= EXCERPT PROVIDED =

I never found out where the pond was that the toads came from. I asked more neighbours but got nowhere. Eventually, after searching Google Earth and finding no leads, I found a local history page on Facebook, the type of group where old people reminisce about sweet shops and post photos of roads and buildings in days gone by.
‘Does anyone remember Woolworths?’
‘Ooh yes, we used to go for penny sweets after school on a Friday.’
‘Does anyone remember the rag ’n’ bone man with his horse and cart?’
‘Oh yes, I broke my foot once and he gave me a lift to hospital!’
It’s a nice group, soothing, amid the noise of everything else. And full of people who might have remembered toads.
I ask if anyone who lived in my road or neighbouring roads remembers a pond. I tell them I know there was a pond in the park until a child drowned and it was filled in, but that I don’t know where toads might have been breeding since then.
People write back, mostly to say they don’t remember anyone having a pond in the neighbourhood but confirming that there was a pond in what’s now the park.
‘My dad was best friends with the kid who drowned.’
‘My uncle tried to save him.’
I start to think I may have opened a can of worms.

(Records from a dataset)
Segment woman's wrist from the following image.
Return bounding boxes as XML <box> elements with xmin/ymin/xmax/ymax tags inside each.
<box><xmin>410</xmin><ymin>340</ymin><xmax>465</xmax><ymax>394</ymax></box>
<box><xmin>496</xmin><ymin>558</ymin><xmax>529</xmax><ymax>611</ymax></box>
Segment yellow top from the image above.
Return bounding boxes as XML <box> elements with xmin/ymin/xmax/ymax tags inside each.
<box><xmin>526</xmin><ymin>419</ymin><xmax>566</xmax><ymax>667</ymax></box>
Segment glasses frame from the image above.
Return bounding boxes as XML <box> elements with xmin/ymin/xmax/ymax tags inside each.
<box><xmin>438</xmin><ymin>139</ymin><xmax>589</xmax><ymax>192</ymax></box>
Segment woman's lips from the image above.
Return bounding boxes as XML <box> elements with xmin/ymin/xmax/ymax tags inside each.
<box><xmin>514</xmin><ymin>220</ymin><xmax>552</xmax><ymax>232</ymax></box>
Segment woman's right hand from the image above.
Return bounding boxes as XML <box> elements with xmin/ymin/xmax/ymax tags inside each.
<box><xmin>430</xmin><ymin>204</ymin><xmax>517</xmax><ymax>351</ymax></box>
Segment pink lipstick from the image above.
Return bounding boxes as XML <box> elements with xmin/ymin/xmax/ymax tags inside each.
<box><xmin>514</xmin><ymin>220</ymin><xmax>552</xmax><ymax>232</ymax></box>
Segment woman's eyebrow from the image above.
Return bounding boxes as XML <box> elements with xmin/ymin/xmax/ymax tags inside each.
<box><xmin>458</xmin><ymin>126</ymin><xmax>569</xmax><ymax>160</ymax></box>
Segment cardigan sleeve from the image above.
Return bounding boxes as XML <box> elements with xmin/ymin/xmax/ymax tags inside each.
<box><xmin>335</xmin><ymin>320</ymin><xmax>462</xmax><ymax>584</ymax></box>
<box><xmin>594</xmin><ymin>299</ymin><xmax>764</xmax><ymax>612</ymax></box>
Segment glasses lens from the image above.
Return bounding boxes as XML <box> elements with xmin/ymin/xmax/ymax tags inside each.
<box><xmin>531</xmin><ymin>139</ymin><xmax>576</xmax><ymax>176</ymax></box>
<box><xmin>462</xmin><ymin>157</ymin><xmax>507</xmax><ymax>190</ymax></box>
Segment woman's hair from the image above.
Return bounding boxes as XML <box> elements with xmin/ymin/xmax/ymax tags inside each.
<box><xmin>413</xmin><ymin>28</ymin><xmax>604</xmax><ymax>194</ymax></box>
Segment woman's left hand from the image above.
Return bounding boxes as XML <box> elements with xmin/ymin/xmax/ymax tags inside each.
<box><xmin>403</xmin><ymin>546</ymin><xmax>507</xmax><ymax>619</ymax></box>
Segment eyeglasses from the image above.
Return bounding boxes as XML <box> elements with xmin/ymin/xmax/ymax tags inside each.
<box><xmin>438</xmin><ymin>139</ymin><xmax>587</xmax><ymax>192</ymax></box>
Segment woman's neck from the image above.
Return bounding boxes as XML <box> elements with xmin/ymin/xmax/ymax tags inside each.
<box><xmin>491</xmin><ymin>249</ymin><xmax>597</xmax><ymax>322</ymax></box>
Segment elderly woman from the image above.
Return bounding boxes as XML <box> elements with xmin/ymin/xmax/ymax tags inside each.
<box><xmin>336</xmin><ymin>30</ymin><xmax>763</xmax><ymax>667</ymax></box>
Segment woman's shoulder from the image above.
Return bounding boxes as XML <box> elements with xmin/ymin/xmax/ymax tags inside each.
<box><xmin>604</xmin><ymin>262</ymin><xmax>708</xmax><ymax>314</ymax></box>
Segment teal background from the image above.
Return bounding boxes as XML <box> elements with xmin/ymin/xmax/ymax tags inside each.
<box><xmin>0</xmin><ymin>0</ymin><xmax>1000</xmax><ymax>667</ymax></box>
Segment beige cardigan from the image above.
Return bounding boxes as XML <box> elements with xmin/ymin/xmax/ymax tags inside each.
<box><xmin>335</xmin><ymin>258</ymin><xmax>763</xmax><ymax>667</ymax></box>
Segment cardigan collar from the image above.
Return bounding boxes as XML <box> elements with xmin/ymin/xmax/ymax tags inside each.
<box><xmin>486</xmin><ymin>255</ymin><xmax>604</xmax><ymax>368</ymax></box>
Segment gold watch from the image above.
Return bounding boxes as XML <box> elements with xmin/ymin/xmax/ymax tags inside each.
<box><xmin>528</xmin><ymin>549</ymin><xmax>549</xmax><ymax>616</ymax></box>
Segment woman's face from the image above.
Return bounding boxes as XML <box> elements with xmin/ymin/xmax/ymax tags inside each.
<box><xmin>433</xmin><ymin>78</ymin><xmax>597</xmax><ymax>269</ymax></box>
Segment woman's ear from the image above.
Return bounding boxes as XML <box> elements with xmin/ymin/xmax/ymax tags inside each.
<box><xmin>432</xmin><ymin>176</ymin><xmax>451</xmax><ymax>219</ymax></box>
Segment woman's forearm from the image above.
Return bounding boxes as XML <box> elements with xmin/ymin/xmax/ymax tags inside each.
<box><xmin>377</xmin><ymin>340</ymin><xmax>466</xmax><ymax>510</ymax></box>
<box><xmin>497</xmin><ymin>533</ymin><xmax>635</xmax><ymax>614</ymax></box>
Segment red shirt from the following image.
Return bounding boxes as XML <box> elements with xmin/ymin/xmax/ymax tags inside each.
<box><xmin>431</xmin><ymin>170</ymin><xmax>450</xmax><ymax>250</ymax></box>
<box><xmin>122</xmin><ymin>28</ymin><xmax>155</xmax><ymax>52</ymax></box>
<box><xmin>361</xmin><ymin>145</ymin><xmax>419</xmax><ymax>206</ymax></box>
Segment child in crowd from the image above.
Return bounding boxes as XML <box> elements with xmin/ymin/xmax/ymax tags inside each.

= TASK ITEM A =
In the passage about the toads and the pond, reproduce the text from "I never found" to "days gone by." word for word.
= TASK ITEM B =
Answer these questions using the passage about the toads and the pond:
(i) What had the narrator searched, without finding leads, before turning to the local history page?
(ii) According to the reply about Woolworths, when did the commenter go for penny sweets?
(iii) What happened to the pond in the park after a child drowned?
= TASK ITEM C =
List every remark in the passage about the toads and the pond that appears inside single quotation marks.

= WRITTEN ANSWER A =
I never found out where the pond was that the toads came from. I asked more neighbours but got nowhere. Eventually, after searching Google Earth and finding no leads, I found a local history page on Facebook, the type of group where old people reminisce about sweet shops and post photos of roads and buildings in days gone by.

= WRITTEN ANSWER B =
(i) Google Earth.
(ii) After school on a Friday.
(iii) It was filled in.

= WRITTEN ANSWER C =
‘Does anyone remember Woolworths?’
‘Ooh yes, we used to go for penny sweets after school on a Friday.’
‘Does anyone remember the rag ’n’ bone man with his horse and cart?’
‘Oh yes, I broke my foot once and he gave me a lift to hospital!’
‘My dad was best friends with the kid who drowned.’
‘My uncle tried to save him.’